| Problem |
Once the pictures are set aside, transcribe each line of the data exactly.

--- --- ---

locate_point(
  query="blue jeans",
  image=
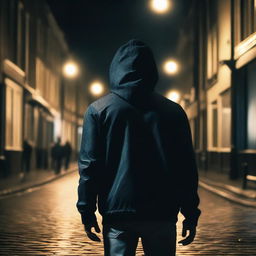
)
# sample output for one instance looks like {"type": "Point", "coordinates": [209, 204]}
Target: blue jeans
{"type": "Point", "coordinates": [158, 238]}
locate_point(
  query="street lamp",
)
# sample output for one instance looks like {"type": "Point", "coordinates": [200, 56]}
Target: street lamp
{"type": "Point", "coordinates": [171, 67]}
{"type": "Point", "coordinates": [70, 69]}
{"type": "Point", "coordinates": [173, 95]}
{"type": "Point", "coordinates": [96, 88]}
{"type": "Point", "coordinates": [160, 6]}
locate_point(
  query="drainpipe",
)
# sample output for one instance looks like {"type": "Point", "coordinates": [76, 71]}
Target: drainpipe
{"type": "Point", "coordinates": [233, 173]}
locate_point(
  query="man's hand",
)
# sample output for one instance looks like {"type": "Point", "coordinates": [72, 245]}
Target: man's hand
{"type": "Point", "coordinates": [89, 233]}
{"type": "Point", "coordinates": [190, 238]}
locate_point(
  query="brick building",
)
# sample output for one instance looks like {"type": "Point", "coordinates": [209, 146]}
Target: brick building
{"type": "Point", "coordinates": [38, 104]}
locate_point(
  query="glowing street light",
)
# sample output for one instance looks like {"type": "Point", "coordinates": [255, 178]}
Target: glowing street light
{"type": "Point", "coordinates": [96, 88]}
{"type": "Point", "coordinates": [160, 6]}
{"type": "Point", "coordinates": [173, 95]}
{"type": "Point", "coordinates": [70, 69]}
{"type": "Point", "coordinates": [171, 67]}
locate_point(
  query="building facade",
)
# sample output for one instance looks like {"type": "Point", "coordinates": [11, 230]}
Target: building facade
{"type": "Point", "coordinates": [223, 109]}
{"type": "Point", "coordinates": [38, 104]}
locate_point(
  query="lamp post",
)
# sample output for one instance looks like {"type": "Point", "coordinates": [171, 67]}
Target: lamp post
{"type": "Point", "coordinates": [70, 69]}
{"type": "Point", "coordinates": [96, 88]}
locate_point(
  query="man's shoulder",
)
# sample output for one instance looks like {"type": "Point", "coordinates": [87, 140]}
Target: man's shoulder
{"type": "Point", "coordinates": [102, 102]}
{"type": "Point", "coordinates": [167, 104]}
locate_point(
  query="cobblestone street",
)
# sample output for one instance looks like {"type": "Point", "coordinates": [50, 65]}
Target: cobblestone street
{"type": "Point", "coordinates": [46, 222]}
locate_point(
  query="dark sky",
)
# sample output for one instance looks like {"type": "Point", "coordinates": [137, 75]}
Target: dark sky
{"type": "Point", "coordinates": [95, 29]}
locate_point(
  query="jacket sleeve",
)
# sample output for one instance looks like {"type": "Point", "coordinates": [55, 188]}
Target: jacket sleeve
{"type": "Point", "coordinates": [188, 184]}
{"type": "Point", "coordinates": [88, 164]}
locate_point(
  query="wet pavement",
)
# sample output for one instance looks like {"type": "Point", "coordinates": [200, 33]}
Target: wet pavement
{"type": "Point", "coordinates": [44, 221]}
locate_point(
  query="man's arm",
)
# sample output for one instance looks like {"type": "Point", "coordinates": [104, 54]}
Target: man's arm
{"type": "Point", "coordinates": [88, 164]}
{"type": "Point", "coordinates": [188, 184]}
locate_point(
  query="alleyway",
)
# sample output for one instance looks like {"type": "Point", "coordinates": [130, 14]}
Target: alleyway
{"type": "Point", "coordinates": [45, 222]}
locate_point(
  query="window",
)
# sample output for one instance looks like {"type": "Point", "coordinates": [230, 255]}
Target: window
{"type": "Point", "coordinates": [212, 43]}
{"type": "Point", "coordinates": [251, 107]}
{"type": "Point", "coordinates": [13, 125]}
{"type": "Point", "coordinates": [245, 19]}
{"type": "Point", "coordinates": [21, 37]}
{"type": "Point", "coordinates": [214, 124]}
{"type": "Point", "coordinates": [226, 119]}
{"type": "Point", "coordinates": [29, 122]}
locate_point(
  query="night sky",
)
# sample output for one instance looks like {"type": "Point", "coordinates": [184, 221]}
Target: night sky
{"type": "Point", "coordinates": [95, 29]}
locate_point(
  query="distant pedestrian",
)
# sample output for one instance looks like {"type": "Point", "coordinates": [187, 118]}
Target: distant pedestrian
{"type": "Point", "coordinates": [57, 155]}
{"type": "Point", "coordinates": [137, 162]}
{"type": "Point", "coordinates": [67, 151]}
{"type": "Point", "coordinates": [26, 156]}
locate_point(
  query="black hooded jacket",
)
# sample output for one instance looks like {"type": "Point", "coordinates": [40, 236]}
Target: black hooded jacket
{"type": "Point", "coordinates": [136, 154]}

--- --- ---

| Solution |
locate_point(
  query="blue jeans",
  image=
)
# sample output for one instance looks like {"type": "Point", "coordinates": [209, 204]}
Target: blue jeans
{"type": "Point", "coordinates": [158, 238]}
locate_point(
  query="street lamp",
)
# sample output for one instance looks like {"type": "Point", "coordinates": [200, 56]}
Target: street lamp
{"type": "Point", "coordinates": [171, 67]}
{"type": "Point", "coordinates": [70, 69]}
{"type": "Point", "coordinates": [173, 95]}
{"type": "Point", "coordinates": [96, 88]}
{"type": "Point", "coordinates": [160, 6]}
locate_point(
  query="drainpipe",
)
# sample output for one instance looks like {"type": "Point", "coordinates": [76, 71]}
Target: drainpipe
{"type": "Point", "coordinates": [233, 173]}
locate_point(
  query="man's hand",
)
# sample output for one instance looks like {"type": "Point", "coordinates": [72, 245]}
Target: man's hand
{"type": "Point", "coordinates": [89, 233]}
{"type": "Point", "coordinates": [190, 238]}
locate_point(
  query="brick building",
)
# sample output for one instance looks like {"type": "Point", "coordinates": [209, 146]}
Target: brick building
{"type": "Point", "coordinates": [38, 104]}
locate_point(
  query="glowing street light",
)
# sample output for one instance looks like {"type": "Point", "coordinates": [255, 178]}
Target: glowing street light
{"type": "Point", "coordinates": [96, 88]}
{"type": "Point", "coordinates": [160, 6]}
{"type": "Point", "coordinates": [173, 95]}
{"type": "Point", "coordinates": [70, 69]}
{"type": "Point", "coordinates": [171, 67]}
locate_point(
  query="building facade",
)
# sample output for one instance looks like {"type": "Point", "coordinates": [11, 230]}
Target: building facade
{"type": "Point", "coordinates": [223, 109]}
{"type": "Point", "coordinates": [38, 104]}
locate_point(
  query="lamp post",
)
# sample output for one instance looks like {"type": "Point", "coordinates": [171, 67]}
Target: lamp post
{"type": "Point", "coordinates": [70, 69]}
{"type": "Point", "coordinates": [96, 88]}
locate_point(
  query="man's shoulder",
)
# sample output for one instance looks like {"type": "Point", "coordinates": [87, 140]}
Target: man's shoulder
{"type": "Point", "coordinates": [102, 102]}
{"type": "Point", "coordinates": [167, 104]}
locate_point(
  query="cobblestone street",
)
# sample output for one instance looks like {"type": "Point", "coordinates": [50, 65]}
Target: cobblestone street
{"type": "Point", "coordinates": [46, 222]}
locate_point(
  query="dark sky",
)
# sample output for one instance looks like {"type": "Point", "coordinates": [137, 75]}
Target: dark sky
{"type": "Point", "coordinates": [95, 29]}
locate_point(
  query="jacket sleeve",
)
# sample output for one instance looks like {"type": "Point", "coordinates": [55, 188]}
Target: jacket sleeve
{"type": "Point", "coordinates": [188, 184]}
{"type": "Point", "coordinates": [88, 164]}
locate_point(
  query="wet pavement",
)
# sample output for one instance looks like {"type": "Point", "coordinates": [200, 33]}
Target: wet pavement
{"type": "Point", "coordinates": [44, 221]}
locate_point(
  query="man's arm",
)
# sample output for one instance looks like {"type": "Point", "coordinates": [104, 54]}
Target: man's arm
{"type": "Point", "coordinates": [88, 164]}
{"type": "Point", "coordinates": [188, 184]}
locate_point(
  query="alleyway",
)
# sample output for one instance looks like {"type": "Point", "coordinates": [130, 14]}
Target: alleyway
{"type": "Point", "coordinates": [45, 222]}
locate_point(
  query="window",
)
# sample output for one instance looks like {"type": "Point", "coordinates": [230, 255]}
Target: window
{"type": "Point", "coordinates": [212, 43]}
{"type": "Point", "coordinates": [251, 107]}
{"type": "Point", "coordinates": [13, 125]}
{"type": "Point", "coordinates": [245, 19]}
{"type": "Point", "coordinates": [21, 37]}
{"type": "Point", "coordinates": [214, 124]}
{"type": "Point", "coordinates": [226, 119]}
{"type": "Point", "coordinates": [29, 122]}
locate_point(
  query="night sky",
)
# sample output for one instance looks like {"type": "Point", "coordinates": [184, 221]}
Target: night sky
{"type": "Point", "coordinates": [95, 29]}
locate_point(
  query="distant pedestrian",
)
# sample output for one instance looks like {"type": "Point", "coordinates": [187, 118]}
Target: distant pedestrian
{"type": "Point", "coordinates": [57, 155]}
{"type": "Point", "coordinates": [137, 162]}
{"type": "Point", "coordinates": [67, 151]}
{"type": "Point", "coordinates": [26, 156]}
locate_point(
  query="black hooded jacket",
)
# sample output for one instance looks like {"type": "Point", "coordinates": [40, 236]}
Target: black hooded jacket
{"type": "Point", "coordinates": [136, 154]}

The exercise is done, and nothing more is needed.